Stated goal
In the material, copy out only the lines from the one containing "-- lua: locate the ceiling fan light fixture" through the one containing "[503,251,598,271]". Change "area rug" to "floor rug" everywhere in those lines and leave everything else as it is.

--- START OF Material for this task ---

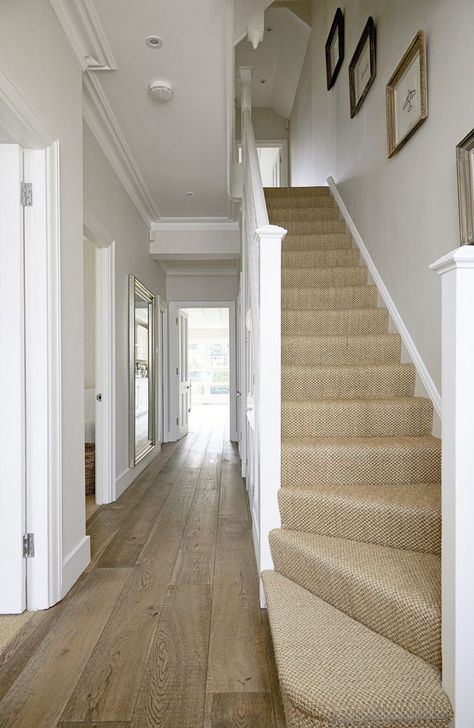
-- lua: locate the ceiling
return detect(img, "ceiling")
[89,0,229,218]
[235,7,311,119]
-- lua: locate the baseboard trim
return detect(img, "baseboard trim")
[327,177,441,419]
[115,443,161,499]
[61,536,91,599]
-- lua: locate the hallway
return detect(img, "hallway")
[0,408,284,728]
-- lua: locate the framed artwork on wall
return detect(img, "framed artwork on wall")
[386,30,428,157]
[349,18,376,119]
[456,129,474,245]
[325,8,344,91]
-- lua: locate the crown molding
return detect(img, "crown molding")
[83,73,160,227]
[151,217,239,233]
[50,0,117,71]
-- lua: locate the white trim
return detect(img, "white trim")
[83,73,160,227]
[151,217,239,233]
[50,0,117,71]
[168,301,238,442]
[115,442,161,498]
[84,211,117,505]
[24,144,62,610]
[327,177,441,418]
[61,536,91,599]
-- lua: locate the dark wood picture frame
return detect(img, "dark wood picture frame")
[386,30,428,158]
[349,17,377,119]
[325,8,344,91]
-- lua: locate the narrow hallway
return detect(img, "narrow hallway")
[0,408,284,728]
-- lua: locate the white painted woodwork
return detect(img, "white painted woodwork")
[0,144,26,613]
[241,68,286,588]
[431,245,474,728]
[177,309,191,439]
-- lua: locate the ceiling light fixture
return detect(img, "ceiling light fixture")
[145,35,163,48]
[148,81,173,101]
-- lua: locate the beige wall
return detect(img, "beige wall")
[84,124,166,486]
[290,0,474,388]
[0,0,85,560]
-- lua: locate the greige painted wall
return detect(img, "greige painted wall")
[84,124,166,490]
[290,0,474,396]
[0,0,85,560]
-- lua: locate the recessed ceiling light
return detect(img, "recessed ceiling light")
[145,35,163,48]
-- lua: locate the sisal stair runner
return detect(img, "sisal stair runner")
[262,187,452,728]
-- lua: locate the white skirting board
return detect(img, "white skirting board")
[327,177,441,419]
[61,536,91,599]
[115,444,161,499]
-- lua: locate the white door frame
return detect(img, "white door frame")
[0,69,63,611]
[84,210,117,505]
[168,301,238,442]
[156,297,169,445]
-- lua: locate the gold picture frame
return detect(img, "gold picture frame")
[386,30,428,157]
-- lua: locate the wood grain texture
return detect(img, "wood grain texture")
[204,693,275,728]
[0,569,129,728]
[0,410,284,728]
[132,584,211,728]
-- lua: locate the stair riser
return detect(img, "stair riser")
[281,286,378,311]
[280,219,347,236]
[282,364,416,401]
[281,266,368,288]
[281,248,361,272]
[278,492,441,554]
[282,334,401,366]
[281,308,388,337]
[268,206,341,222]
[270,532,441,667]
[281,441,441,488]
[282,398,433,437]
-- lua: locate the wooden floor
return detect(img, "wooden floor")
[0,406,284,728]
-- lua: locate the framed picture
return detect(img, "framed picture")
[325,8,344,91]
[456,129,474,245]
[349,18,376,119]
[386,30,428,157]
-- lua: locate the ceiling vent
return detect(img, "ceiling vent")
[148,81,173,101]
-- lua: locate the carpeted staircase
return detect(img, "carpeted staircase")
[262,187,452,728]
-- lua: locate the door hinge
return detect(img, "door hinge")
[23,533,35,559]
[20,182,33,207]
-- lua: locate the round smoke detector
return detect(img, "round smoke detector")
[148,81,173,101]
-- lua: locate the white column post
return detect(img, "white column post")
[431,245,474,728]
[256,225,287,571]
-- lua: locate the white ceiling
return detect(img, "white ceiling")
[184,308,229,329]
[235,7,311,119]
[92,0,229,218]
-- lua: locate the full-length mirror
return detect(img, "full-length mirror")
[129,275,155,467]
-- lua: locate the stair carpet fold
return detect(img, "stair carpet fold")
[262,187,452,728]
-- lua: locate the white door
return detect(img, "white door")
[178,309,191,440]
[0,144,26,613]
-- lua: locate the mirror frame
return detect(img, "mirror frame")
[128,275,156,468]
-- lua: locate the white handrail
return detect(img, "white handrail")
[241,68,286,592]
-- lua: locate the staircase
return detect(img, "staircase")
[262,187,452,728]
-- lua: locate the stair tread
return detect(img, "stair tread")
[278,483,441,554]
[262,571,452,728]
[270,529,441,667]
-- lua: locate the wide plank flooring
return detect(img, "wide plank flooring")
[0,408,285,728]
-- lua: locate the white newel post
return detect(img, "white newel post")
[256,225,287,571]
[431,245,474,728]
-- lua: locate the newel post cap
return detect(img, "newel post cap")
[430,245,474,275]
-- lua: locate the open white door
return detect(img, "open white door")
[178,308,191,440]
[0,144,26,613]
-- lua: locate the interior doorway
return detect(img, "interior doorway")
[169,301,238,441]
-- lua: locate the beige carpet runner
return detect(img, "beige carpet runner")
[263,187,452,728]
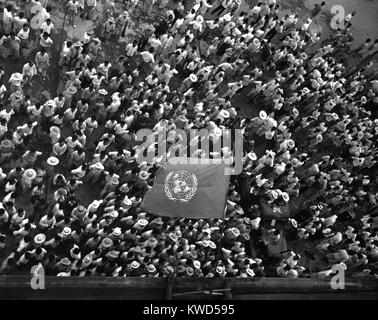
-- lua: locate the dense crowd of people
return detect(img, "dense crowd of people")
[0,0,378,278]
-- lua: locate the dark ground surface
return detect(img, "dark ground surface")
[0,0,378,271]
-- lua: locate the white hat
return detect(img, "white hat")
[24,169,37,180]
[47,157,59,167]
[247,152,257,161]
[109,210,118,219]
[259,110,268,120]
[139,170,150,180]
[189,73,198,82]
[214,127,223,137]
[34,233,46,244]
[50,126,60,134]
[88,200,103,212]
[147,264,156,273]
[281,192,290,202]
[63,227,72,236]
[219,110,230,118]
[186,267,194,276]
[223,14,231,22]
[122,198,133,207]
[110,175,119,185]
[101,238,113,248]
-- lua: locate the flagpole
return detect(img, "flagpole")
[210,219,225,295]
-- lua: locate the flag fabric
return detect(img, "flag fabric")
[142,158,230,219]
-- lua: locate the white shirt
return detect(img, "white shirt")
[40,22,54,34]
[17,28,30,40]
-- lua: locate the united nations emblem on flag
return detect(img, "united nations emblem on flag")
[164,170,198,202]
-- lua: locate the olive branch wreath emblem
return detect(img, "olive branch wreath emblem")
[164,171,198,202]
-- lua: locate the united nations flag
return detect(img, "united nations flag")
[142,158,230,219]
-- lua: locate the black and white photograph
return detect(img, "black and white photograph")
[0,0,378,304]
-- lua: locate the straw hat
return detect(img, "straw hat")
[83,255,93,267]
[119,183,130,193]
[340,262,348,270]
[193,260,201,269]
[281,192,290,202]
[113,227,122,237]
[245,268,255,277]
[207,240,217,249]
[60,257,71,266]
[147,264,156,273]
[109,210,118,219]
[186,267,194,276]
[66,86,77,95]
[230,228,240,238]
[47,157,59,167]
[34,233,46,244]
[62,227,72,236]
[196,15,204,23]
[214,127,223,137]
[147,237,159,247]
[1,139,13,149]
[88,200,103,212]
[50,126,60,135]
[110,176,119,185]
[24,169,37,180]
[259,110,268,120]
[76,204,87,215]
[223,14,231,22]
[332,112,340,120]
[189,73,198,82]
[189,251,198,259]
[122,198,133,207]
[229,21,236,29]
[169,232,178,242]
[107,250,119,259]
[215,266,223,274]
[139,170,150,180]
[247,152,257,161]
[101,238,113,248]
[134,219,148,228]
[219,110,230,118]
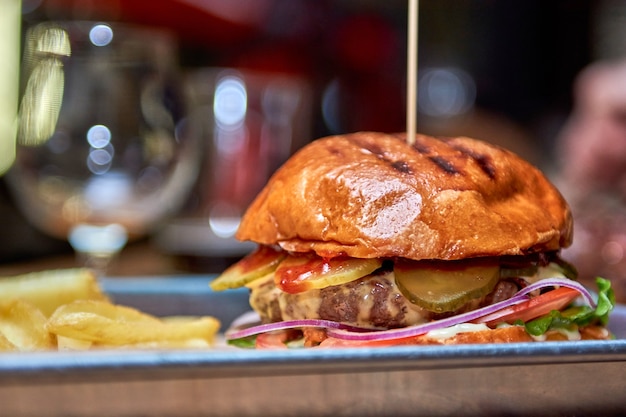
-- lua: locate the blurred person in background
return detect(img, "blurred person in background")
[555,0,626,303]
[557,59,626,301]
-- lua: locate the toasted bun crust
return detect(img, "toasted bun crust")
[237,132,572,260]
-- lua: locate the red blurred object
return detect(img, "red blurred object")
[40,0,272,46]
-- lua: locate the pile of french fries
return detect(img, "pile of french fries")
[0,269,220,352]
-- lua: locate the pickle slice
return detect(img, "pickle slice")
[209,245,287,291]
[394,260,500,313]
[275,254,382,294]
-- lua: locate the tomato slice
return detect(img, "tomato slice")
[474,287,580,326]
[255,329,302,349]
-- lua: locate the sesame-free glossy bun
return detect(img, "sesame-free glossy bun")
[237,132,572,260]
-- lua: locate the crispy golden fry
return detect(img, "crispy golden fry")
[57,336,93,350]
[0,300,56,351]
[0,269,108,317]
[0,331,18,352]
[46,301,220,347]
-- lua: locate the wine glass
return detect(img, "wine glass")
[8,22,201,273]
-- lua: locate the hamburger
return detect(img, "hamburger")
[210,132,614,347]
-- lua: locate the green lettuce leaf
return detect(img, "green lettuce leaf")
[525,277,615,336]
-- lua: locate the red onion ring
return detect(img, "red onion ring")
[225,278,595,340]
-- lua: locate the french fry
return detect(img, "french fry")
[0,300,56,351]
[0,268,108,317]
[46,300,220,347]
[0,332,18,352]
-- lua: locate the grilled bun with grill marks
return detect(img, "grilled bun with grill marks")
[236,132,572,260]
[211,132,611,348]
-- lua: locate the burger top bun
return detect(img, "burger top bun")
[237,132,572,260]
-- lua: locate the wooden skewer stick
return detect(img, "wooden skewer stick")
[406,0,419,145]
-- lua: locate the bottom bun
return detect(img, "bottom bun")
[314,326,612,348]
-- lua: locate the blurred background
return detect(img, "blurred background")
[0,0,626,300]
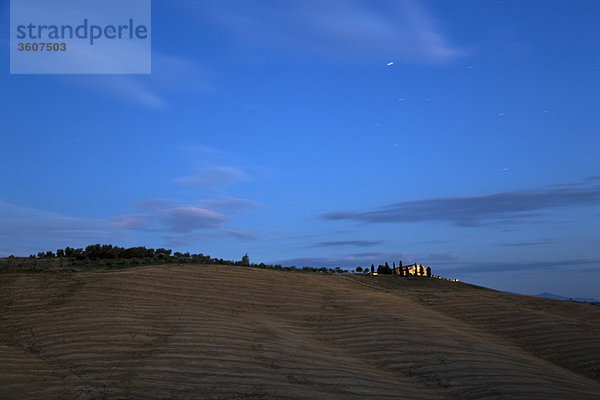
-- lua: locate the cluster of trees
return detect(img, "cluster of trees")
[29,244,348,273]
[356,261,431,276]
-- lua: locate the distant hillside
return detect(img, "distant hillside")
[533,292,600,303]
[0,264,600,400]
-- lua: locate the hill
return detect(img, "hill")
[0,265,600,400]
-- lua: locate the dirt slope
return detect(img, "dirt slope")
[0,266,600,400]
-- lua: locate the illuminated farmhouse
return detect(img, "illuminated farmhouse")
[392,263,431,276]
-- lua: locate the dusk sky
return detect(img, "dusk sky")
[0,0,600,299]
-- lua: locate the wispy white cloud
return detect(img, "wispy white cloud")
[175,166,248,190]
[57,52,213,110]
[323,182,600,227]
[193,0,465,63]
[111,206,229,233]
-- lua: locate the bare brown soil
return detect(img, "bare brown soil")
[0,266,600,400]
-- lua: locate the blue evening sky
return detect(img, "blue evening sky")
[0,0,600,298]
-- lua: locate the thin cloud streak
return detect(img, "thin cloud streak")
[322,185,600,227]
[192,0,466,63]
[307,240,385,247]
[175,166,248,190]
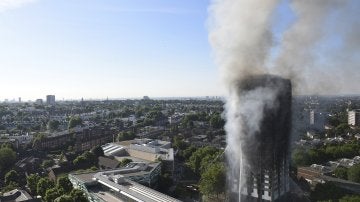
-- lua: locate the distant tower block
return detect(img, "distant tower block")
[348,109,360,126]
[46,95,55,105]
[239,75,292,201]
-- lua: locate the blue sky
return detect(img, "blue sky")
[0,0,358,100]
[0,0,221,100]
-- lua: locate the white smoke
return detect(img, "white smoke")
[209,0,360,200]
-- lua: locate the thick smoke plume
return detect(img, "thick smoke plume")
[209,0,360,200]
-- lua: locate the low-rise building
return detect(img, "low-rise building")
[69,162,179,202]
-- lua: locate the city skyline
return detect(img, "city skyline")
[0,0,360,101]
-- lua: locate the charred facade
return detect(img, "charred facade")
[238,75,292,201]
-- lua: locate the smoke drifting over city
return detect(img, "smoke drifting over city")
[209,0,360,201]
[209,0,360,94]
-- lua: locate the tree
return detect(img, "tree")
[70,189,88,202]
[210,113,225,129]
[188,146,219,174]
[310,182,345,201]
[91,145,104,157]
[199,163,226,196]
[339,195,360,202]
[54,195,76,202]
[1,182,20,192]
[5,170,19,185]
[46,120,60,131]
[56,176,73,194]
[348,164,360,183]
[68,116,82,129]
[36,178,55,197]
[44,188,61,202]
[292,149,310,166]
[41,159,55,168]
[334,167,348,180]
[120,158,132,166]
[0,147,16,173]
[26,174,41,195]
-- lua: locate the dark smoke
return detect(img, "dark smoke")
[238,75,291,173]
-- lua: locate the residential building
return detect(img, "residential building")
[46,95,55,105]
[348,109,360,126]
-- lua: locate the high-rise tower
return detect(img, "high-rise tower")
[239,75,292,201]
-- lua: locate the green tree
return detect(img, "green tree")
[91,145,104,157]
[210,113,225,129]
[310,182,345,201]
[5,170,19,185]
[36,178,55,197]
[68,116,83,129]
[70,189,88,202]
[339,195,360,202]
[348,164,360,183]
[46,120,60,131]
[120,158,132,166]
[1,182,20,192]
[334,167,348,180]
[292,149,310,166]
[199,163,226,196]
[56,176,73,194]
[0,147,16,173]
[44,187,61,202]
[41,159,55,168]
[26,174,41,195]
[54,195,76,202]
[187,146,219,174]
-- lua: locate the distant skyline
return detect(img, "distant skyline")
[0,0,360,101]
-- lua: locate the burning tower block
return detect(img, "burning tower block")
[239,75,292,201]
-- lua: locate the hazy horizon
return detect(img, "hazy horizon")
[0,0,360,101]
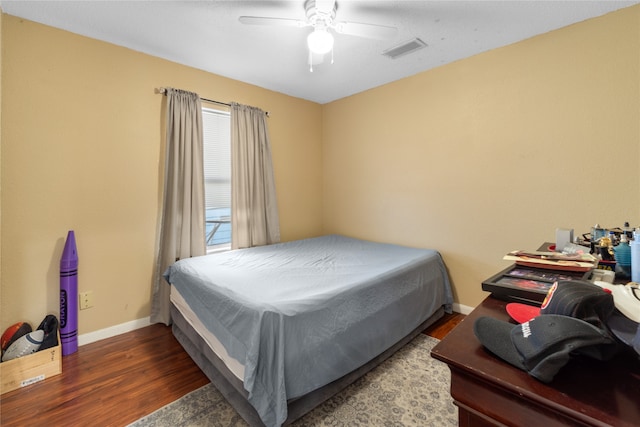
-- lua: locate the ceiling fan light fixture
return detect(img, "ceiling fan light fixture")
[307,28,333,55]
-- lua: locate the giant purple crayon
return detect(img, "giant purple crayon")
[60,230,78,356]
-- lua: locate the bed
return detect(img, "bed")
[165,235,453,427]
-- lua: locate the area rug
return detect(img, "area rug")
[129,334,458,427]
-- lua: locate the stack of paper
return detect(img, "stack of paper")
[503,251,598,271]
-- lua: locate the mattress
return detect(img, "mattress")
[170,286,244,381]
[165,235,452,426]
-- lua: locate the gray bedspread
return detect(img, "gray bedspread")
[165,235,453,426]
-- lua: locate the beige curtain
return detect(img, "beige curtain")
[151,88,206,325]
[231,103,280,249]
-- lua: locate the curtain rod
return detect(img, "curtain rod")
[156,87,269,117]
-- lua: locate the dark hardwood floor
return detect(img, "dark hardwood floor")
[0,313,464,427]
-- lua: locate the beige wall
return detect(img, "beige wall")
[323,6,640,306]
[0,15,322,334]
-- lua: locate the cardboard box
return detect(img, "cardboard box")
[0,332,62,394]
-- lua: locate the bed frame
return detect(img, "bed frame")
[171,304,444,427]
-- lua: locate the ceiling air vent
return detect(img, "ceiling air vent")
[382,38,427,59]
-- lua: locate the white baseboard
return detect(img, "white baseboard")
[78,302,474,345]
[78,317,151,345]
[451,302,475,316]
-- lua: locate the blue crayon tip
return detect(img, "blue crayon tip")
[60,230,78,270]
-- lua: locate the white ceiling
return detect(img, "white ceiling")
[0,0,640,104]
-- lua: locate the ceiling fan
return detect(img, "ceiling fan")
[239,0,398,72]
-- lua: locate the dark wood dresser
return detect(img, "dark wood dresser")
[431,296,640,427]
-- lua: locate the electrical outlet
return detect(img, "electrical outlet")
[79,291,93,310]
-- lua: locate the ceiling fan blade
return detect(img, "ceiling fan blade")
[334,22,398,40]
[238,16,310,28]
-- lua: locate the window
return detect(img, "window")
[202,108,231,250]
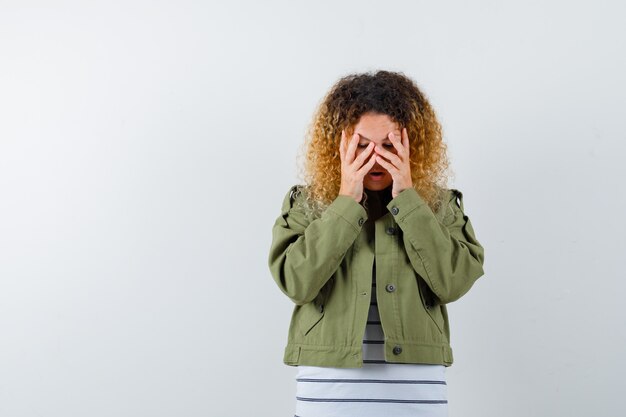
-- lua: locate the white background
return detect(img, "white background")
[0,0,626,417]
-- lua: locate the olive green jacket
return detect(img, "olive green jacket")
[268,185,484,368]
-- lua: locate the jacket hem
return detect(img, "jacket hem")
[283,340,454,368]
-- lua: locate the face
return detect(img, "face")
[354,113,401,191]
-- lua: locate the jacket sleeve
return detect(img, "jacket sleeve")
[268,186,367,305]
[387,188,484,304]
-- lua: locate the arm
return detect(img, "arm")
[387,188,484,304]
[268,186,367,305]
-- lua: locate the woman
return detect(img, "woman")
[269,71,484,417]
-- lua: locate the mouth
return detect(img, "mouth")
[367,171,385,181]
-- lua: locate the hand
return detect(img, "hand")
[370,127,413,198]
[339,130,376,203]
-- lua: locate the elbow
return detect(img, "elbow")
[436,252,485,304]
[269,258,317,305]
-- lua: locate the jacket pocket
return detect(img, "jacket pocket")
[416,275,445,334]
[298,301,324,336]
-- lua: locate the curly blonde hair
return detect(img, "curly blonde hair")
[298,70,449,217]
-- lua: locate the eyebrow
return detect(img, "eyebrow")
[359,132,398,142]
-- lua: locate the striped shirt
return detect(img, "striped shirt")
[294,262,448,417]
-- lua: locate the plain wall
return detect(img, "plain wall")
[0,0,626,417]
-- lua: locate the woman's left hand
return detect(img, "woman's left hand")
[374,128,413,198]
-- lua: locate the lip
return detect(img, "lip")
[367,171,387,181]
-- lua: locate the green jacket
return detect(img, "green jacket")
[268,185,484,368]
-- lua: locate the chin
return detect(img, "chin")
[363,181,392,191]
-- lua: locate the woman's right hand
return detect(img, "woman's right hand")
[339,130,376,203]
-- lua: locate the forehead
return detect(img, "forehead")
[354,113,400,141]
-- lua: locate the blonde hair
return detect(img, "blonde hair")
[298,70,449,217]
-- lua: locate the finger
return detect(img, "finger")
[376,147,402,168]
[376,156,398,177]
[387,132,406,159]
[346,133,359,164]
[402,127,411,157]
[354,142,374,168]
[356,153,376,178]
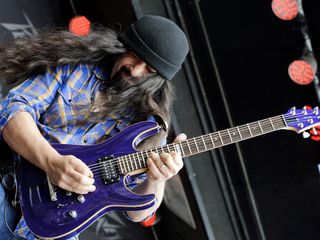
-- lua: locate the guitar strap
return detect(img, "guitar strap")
[0,140,16,200]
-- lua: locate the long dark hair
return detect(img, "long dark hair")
[0,28,173,147]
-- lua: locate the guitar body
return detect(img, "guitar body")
[16,107,320,239]
[16,122,159,239]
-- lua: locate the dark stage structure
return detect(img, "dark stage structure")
[0,0,320,240]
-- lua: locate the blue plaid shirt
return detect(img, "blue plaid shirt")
[0,64,150,240]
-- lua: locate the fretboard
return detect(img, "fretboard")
[117,115,287,174]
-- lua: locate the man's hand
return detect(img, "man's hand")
[147,133,187,184]
[45,155,96,194]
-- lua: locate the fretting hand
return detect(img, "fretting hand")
[147,133,187,184]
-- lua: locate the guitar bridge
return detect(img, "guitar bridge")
[99,156,120,184]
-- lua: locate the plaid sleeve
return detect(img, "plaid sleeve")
[0,65,70,137]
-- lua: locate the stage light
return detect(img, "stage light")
[69,16,90,36]
[271,0,299,21]
[288,55,317,85]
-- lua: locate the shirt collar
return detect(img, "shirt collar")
[93,66,109,80]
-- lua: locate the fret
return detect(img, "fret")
[268,118,275,130]
[195,137,206,152]
[124,156,131,172]
[193,138,200,152]
[258,121,263,133]
[140,152,147,167]
[118,157,124,173]
[132,154,139,170]
[213,132,223,147]
[166,145,170,153]
[186,140,192,154]
[271,117,286,129]
[137,152,142,169]
[174,143,185,156]
[209,133,216,148]
[128,154,134,171]
[228,128,241,142]
[201,136,207,150]
[236,127,242,140]
[155,148,159,154]
[201,134,214,150]
[220,130,232,144]
[168,144,176,153]
[246,124,253,138]
[119,157,126,172]
[260,119,273,132]
[249,122,262,136]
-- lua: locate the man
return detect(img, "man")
[0,16,189,239]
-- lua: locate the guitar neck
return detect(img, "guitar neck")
[118,115,287,174]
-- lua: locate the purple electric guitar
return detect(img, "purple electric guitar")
[16,108,320,239]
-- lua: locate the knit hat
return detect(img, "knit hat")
[119,15,189,80]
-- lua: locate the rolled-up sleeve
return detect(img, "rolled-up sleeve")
[0,65,70,138]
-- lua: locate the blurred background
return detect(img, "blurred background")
[0,0,320,240]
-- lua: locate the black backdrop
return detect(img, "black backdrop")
[0,0,320,240]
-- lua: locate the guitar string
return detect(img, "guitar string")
[89,113,320,173]
[90,112,318,171]
[88,115,318,175]
[52,114,318,195]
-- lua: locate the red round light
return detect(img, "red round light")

--- END OF Material for this task ---

Exercise result
-- lua: locate the ceiling fan light fixture
return detect(img, "ceiling fan light fixture")
[307,28,333,55]
-- lua: locate the giant purple crayon
return detect(img, "giant purple crayon")
[60,230,78,356]
-- lua: locate the bed
return detect(img, "bed")
[165,235,453,427]
-- lua: locate the floor rug
return detect(img, "floor rug")
[129,334,458,427]
-- lua: locate the stack of paper
return detect(img, "stack of paper")
[503,251,598,271]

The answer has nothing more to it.